### Required action A:
In the forum thread, how long had the wife known the other woman?
### Required action B:
Rewrite the forum thread from "I'm sorry for" up to and including "that really is.", changing "family" to "children".

### Reading passage:

▬▬▬▬▬▬

# wife let me and our 2 kids for another woman



## antoine83 (Nov 12, 2009)

dont want to post a long story so i wanna keep it short as possible cuz im too devastated at this time. my wife of 4 1/2 yrs has left me and our 2 beautiful kids 4 yr old boy and 17 month girl for another woman. she has Only known her for 4 months and were just friends at first but turned into something more apparently. we had a normal marriage ups and downs but good. she worked on her issues as i worked on mines and things got even better she even told me she was very happy with the way i was and happiest wife in the world which turned out to be a lie. this past friday she went out with her friends even though her sons birthday party was next day. i was already suspicious bout the 2 of em but had no proof and had arguements bout the other girl but just turned my head the other way try to give her the benefit of the doubt and trust her by accident i found a disturbing text talking bout they love each other and miss each other and wanna hold each other and even marriage was brought up. she confessed they kissed that friday night but i believe they did more but she denied it we talked about it which wasnt pretty told her she needs to cut her off period or we wont survive she said she would and left to clear her head and text me to say she called her to make sure choosing me was the right decision i was like what kinda response is that. i tried to find some way to forgive her and felt i could move past this but she kept saying i wouldnt then i realized it was her who couldnt. she told me she loved her and doesnt think she can let her go at all at least have as a friend i broke down crying telling her how selfish can u be did u even think bout me or even the kids and she said she did i said ur a liar and continue to cry. she kept saying sorry but meant nothing to me at that point she moved out for the night to that girls house and later that night we talked again and she flat out told me she gonna continue to be friends with her at least cuz she is a good person and gotta do what makes her happy and she does. i told her so your choosing a friend over ur husband and kids whats wrong with u she said no she isnt i chose to leave her i said i had no other option left i cant be with u if u want to still have this woman in ur life and she didnt seem to care she hasnt for almost 2 days even asked how the kids are. i have never been so hurt or devastated in my life or cried and continue to cry this much

sorry if it sounds all out of sync or not making sense im just so heart broken


----------



## dobo (Jun 30, 2009)

I'm sorry for what you are experiencing.

How old is she? Did you know she was into women?

You're doing the right thing by making her choose. Stand your ground that it is HER who left. She is the one who is chosing a person who is wrecking her marriage over her family. Because afterall, you are correct.

I suspect that she does care so try to believe that she loves you and her kids. She's confused. It will take time for her to realize that she's putting a 4 month old relationship over her family and how absolutely ridiculous that really is.

▬▬▬▬▬▬

### Data section:

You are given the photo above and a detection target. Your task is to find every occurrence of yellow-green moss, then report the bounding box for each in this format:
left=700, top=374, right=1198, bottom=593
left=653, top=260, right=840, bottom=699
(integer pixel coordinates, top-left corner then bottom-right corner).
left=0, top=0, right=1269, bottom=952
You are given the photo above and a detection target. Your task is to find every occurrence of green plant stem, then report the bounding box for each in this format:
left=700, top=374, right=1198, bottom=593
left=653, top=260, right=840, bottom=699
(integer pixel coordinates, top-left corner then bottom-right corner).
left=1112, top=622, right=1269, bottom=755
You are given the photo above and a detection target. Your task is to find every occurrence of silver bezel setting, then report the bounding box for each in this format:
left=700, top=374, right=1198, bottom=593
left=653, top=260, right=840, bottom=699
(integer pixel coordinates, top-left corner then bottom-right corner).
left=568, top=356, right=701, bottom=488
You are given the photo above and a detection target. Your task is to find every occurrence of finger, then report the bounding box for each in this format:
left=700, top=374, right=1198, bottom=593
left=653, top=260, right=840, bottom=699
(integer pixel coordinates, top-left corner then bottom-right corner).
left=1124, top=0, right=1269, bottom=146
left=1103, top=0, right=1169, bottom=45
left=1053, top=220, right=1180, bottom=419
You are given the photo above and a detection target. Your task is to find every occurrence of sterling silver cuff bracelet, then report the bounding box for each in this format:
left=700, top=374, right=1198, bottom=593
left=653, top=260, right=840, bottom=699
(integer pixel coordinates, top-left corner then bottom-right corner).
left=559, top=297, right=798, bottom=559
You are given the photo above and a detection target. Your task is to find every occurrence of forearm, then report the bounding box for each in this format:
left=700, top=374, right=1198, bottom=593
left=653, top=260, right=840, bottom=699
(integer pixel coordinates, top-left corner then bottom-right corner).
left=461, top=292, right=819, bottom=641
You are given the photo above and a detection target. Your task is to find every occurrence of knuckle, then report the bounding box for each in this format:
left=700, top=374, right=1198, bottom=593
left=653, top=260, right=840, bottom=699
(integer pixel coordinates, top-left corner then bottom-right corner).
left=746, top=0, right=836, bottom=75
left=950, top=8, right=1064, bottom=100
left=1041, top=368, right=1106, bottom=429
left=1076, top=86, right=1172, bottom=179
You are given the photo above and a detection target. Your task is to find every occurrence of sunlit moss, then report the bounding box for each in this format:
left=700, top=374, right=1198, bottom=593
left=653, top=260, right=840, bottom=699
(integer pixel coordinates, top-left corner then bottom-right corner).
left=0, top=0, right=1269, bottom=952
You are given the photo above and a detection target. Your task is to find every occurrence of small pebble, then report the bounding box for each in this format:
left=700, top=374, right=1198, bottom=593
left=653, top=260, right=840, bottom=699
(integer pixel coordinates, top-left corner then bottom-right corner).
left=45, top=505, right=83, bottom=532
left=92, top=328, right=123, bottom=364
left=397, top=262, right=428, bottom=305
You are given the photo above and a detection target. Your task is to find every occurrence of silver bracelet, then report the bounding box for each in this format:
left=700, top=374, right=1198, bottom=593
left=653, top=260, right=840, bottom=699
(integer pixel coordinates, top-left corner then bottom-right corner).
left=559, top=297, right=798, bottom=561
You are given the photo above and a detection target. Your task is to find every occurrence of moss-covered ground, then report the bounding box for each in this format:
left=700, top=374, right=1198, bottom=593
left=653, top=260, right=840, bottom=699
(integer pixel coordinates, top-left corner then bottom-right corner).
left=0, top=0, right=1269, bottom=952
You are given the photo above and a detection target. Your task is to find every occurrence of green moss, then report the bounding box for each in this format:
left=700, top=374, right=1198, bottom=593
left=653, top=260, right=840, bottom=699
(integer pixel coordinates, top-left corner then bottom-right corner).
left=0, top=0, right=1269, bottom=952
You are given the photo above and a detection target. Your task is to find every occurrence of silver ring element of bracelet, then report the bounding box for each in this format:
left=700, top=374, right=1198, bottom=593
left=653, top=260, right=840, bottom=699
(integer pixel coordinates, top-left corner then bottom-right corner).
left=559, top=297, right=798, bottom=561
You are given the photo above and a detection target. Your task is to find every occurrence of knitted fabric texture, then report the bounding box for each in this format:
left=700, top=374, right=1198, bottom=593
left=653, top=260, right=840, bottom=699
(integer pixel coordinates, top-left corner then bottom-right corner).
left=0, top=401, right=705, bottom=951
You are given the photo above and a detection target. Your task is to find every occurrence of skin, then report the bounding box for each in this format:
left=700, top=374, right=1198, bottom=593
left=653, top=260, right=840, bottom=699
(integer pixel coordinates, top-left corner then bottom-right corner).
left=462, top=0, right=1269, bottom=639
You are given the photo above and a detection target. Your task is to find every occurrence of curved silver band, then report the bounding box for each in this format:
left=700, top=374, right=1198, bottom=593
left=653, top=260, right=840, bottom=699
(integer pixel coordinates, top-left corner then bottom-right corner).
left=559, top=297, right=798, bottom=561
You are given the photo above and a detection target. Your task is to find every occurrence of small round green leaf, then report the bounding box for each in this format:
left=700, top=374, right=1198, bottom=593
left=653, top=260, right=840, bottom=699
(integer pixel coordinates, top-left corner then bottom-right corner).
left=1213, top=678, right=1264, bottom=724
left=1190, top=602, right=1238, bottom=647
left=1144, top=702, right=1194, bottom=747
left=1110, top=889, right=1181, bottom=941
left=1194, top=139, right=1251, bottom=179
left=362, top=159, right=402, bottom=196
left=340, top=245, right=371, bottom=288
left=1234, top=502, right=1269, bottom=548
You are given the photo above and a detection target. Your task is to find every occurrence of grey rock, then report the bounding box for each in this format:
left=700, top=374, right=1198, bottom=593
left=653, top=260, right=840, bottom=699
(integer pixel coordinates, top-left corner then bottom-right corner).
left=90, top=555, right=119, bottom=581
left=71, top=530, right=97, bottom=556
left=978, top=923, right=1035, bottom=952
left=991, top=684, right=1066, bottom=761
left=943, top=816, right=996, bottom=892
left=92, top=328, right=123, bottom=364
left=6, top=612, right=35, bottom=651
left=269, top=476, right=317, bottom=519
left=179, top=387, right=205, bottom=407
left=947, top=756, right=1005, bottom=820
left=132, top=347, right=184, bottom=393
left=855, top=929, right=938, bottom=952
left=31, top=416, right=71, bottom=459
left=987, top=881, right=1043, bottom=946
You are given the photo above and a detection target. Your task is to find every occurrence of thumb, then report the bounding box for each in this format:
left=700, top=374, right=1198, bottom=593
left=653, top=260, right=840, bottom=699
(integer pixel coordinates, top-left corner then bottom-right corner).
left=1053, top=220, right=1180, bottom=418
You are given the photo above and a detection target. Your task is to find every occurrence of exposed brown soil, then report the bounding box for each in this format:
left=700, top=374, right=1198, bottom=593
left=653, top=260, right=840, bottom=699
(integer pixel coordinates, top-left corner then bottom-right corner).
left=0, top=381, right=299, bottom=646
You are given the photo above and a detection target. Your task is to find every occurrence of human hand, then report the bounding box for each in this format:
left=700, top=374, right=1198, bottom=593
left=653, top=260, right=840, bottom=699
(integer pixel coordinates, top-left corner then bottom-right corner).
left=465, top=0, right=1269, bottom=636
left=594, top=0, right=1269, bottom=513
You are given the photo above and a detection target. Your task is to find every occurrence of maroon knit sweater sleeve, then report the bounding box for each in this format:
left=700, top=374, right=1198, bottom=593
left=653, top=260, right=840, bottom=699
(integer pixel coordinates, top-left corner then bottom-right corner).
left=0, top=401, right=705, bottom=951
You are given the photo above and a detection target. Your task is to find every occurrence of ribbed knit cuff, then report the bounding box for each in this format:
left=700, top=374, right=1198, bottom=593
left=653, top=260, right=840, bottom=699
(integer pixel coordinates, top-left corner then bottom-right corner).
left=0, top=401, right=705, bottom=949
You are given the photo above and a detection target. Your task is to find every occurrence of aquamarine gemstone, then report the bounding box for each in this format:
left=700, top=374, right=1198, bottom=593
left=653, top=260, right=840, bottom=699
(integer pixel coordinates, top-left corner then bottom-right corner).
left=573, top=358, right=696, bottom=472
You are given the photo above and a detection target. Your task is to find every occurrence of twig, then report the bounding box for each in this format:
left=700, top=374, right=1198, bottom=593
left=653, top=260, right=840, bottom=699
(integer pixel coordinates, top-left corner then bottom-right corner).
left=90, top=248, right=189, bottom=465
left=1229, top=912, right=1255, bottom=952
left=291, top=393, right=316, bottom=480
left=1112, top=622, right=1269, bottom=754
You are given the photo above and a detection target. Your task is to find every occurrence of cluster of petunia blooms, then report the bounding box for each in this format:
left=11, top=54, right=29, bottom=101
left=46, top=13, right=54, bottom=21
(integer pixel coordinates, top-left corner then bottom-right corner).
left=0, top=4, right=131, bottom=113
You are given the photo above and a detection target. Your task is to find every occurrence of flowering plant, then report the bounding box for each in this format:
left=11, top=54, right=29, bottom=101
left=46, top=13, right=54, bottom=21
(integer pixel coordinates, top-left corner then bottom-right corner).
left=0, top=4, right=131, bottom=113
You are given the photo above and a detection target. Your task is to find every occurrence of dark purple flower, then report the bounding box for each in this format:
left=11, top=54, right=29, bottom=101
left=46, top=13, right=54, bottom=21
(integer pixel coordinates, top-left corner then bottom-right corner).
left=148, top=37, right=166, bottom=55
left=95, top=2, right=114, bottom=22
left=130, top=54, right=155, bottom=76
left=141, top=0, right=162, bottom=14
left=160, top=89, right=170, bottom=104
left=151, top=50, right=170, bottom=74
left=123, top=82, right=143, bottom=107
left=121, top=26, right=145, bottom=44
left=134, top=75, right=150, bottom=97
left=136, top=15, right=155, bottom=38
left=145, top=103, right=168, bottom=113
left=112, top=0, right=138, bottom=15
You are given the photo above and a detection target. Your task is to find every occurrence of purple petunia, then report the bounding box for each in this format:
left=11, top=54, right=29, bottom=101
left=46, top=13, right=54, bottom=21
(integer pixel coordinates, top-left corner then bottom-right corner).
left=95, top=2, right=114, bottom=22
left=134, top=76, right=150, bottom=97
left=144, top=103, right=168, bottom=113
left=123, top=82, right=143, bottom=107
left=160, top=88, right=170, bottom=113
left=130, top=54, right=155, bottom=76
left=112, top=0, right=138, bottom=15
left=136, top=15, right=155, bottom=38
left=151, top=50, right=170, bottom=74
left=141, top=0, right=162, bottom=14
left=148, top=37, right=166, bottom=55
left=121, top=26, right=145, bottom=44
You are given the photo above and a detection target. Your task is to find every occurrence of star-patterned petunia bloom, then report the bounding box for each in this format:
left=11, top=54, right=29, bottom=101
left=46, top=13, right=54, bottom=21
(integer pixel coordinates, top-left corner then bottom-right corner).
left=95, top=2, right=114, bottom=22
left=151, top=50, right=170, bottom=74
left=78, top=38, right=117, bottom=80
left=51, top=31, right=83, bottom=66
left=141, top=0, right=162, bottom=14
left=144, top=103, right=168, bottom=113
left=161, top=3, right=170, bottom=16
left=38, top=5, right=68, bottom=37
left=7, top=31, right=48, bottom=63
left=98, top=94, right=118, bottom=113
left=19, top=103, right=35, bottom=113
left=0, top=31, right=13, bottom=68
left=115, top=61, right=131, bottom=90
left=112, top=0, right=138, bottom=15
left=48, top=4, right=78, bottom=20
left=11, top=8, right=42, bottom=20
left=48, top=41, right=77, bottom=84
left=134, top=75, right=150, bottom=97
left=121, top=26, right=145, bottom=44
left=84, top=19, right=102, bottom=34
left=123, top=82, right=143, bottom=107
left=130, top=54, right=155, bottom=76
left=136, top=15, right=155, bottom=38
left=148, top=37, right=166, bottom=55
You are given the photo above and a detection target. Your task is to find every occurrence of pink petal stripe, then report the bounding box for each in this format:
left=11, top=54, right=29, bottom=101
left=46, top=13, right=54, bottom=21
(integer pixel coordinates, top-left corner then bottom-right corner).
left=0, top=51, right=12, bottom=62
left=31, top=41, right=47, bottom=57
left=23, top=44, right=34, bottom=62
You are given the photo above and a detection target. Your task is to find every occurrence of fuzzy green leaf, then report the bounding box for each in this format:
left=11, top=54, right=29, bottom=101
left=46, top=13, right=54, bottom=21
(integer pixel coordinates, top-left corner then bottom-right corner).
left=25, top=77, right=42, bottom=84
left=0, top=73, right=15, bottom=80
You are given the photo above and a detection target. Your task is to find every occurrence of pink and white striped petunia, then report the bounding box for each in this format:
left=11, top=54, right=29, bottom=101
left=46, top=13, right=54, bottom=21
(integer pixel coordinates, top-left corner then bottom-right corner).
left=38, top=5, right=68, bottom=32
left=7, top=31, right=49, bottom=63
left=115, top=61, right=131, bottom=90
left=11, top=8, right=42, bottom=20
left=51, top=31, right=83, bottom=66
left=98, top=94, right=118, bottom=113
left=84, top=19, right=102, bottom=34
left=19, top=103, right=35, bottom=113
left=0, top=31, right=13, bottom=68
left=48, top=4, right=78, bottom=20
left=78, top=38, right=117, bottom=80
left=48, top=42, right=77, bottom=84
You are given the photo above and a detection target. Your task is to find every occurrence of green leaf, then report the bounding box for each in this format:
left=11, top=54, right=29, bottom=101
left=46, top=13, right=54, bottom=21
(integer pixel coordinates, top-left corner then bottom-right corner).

▬▬▬▬▬▬

### Result A:
She had known her for only four months.

### Result B:
I'm sorry for what you are experiencing.

How old is she? Did you know she was into women?

You're doing the right thing by making her choose. Stand your ground that it is HER who left. She is the one who is chosing a person who is wrecking her marriage over her children. Because afterall, you are correct.

I suspect that she does care so try to believe that she loves you and her kids. She's confused. It will take time for her to realize that she's putting a 4 month old relationship over her children and how absolutely ridiculous that really is.